Work required:
In the records below, find the line containing "POLYGON ((625 384, 812", then reproduce that line and every one after it to the end, exactly and alone.

[Start of section]

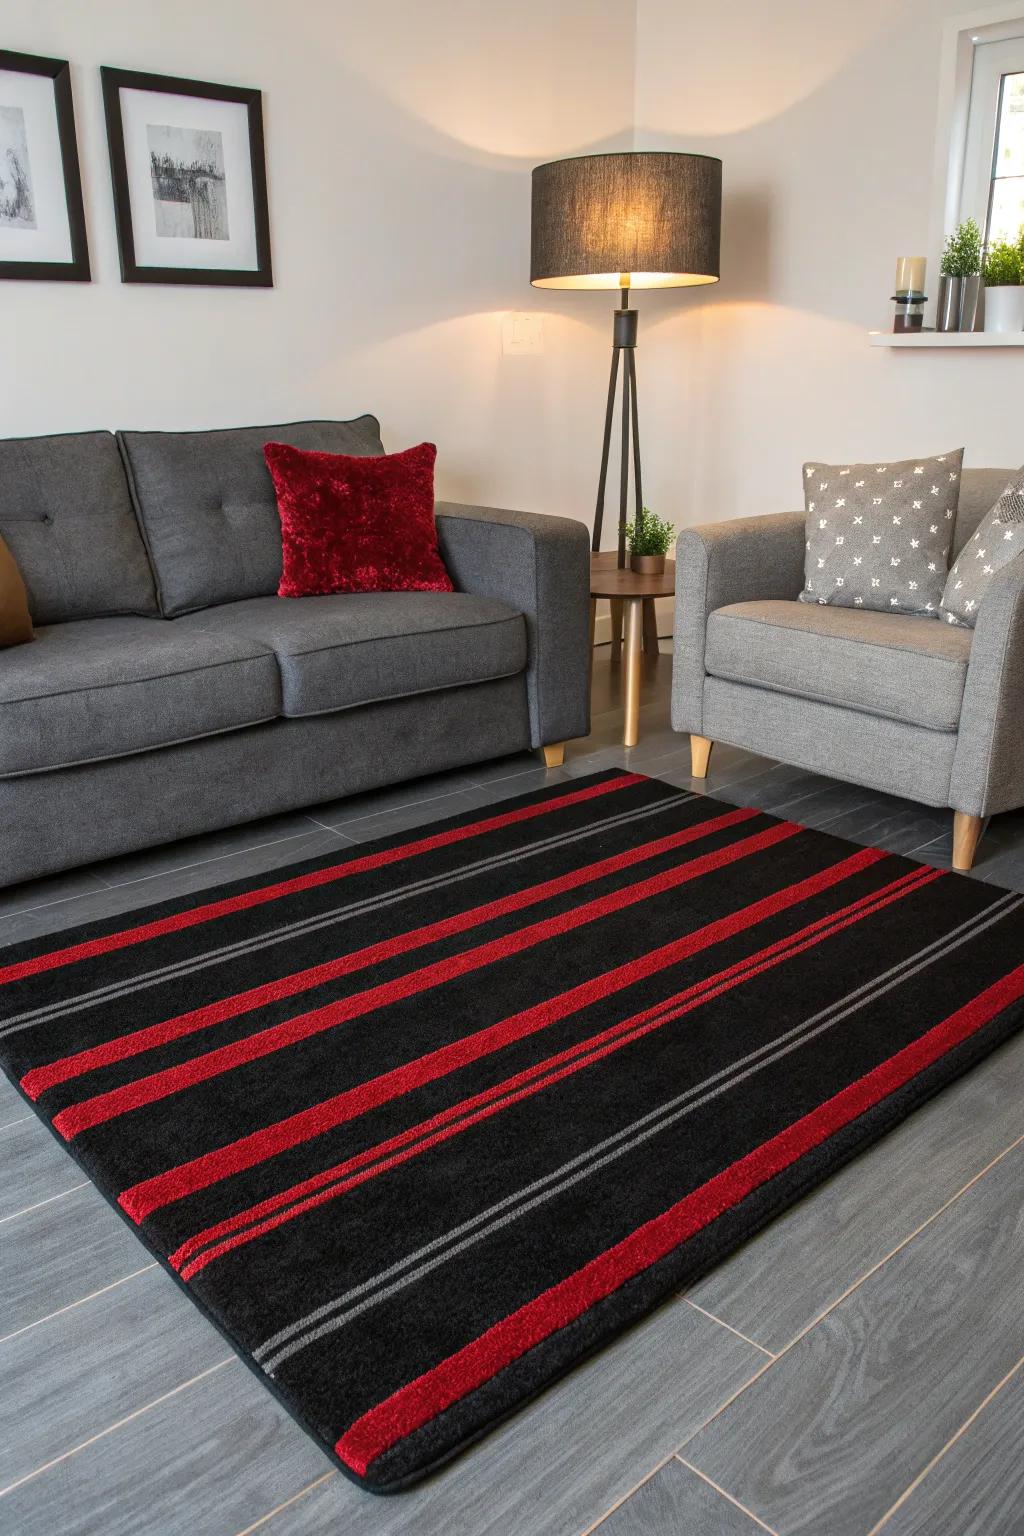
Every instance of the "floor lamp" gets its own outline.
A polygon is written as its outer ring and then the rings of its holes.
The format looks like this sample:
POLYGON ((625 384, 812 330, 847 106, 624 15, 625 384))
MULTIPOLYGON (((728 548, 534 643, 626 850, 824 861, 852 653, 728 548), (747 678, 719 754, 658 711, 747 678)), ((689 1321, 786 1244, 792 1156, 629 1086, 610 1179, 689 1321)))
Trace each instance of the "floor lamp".
POLYGON ((617 289, 612 368, 601 446, 595 553, 601 548, 605 488, 619 368, 622 368, 618 562, 626 564, 630 441, 634 507, 643 507, 636 398, 637 312, 631 288, 690 288, 718 281, 722 162, 660 150, 576 155, 533 173, 530 281, 536 288, 617 289))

[End of section]

Solution for this problem:
POLYGON ((625 384, 812 330, 847 106, 624 15, 625 384))
MULTIPOLYGON (((728 548, 534 643, 626 850, 824 861, 852 653, 728 548), (747 678, 719 754, 658 711, 747 678)), ((689 1321, 786 1244, 792 1156, 629 1086, 610 1179, 689 1321)))
Trace each instance of the "floor lamp".
POLYGON ((617 289, 612 368, 601 446, 595 553, 601 548, 605 488, 619 368, 622 368, 618 562, 626 564, 630 441, 634 507, 643 507, 636 398, 637 312, 631 288, 690 288, 718 281, 722 162, 660 150, 576 155, 533 173, 530 281, 536 288, 617 289))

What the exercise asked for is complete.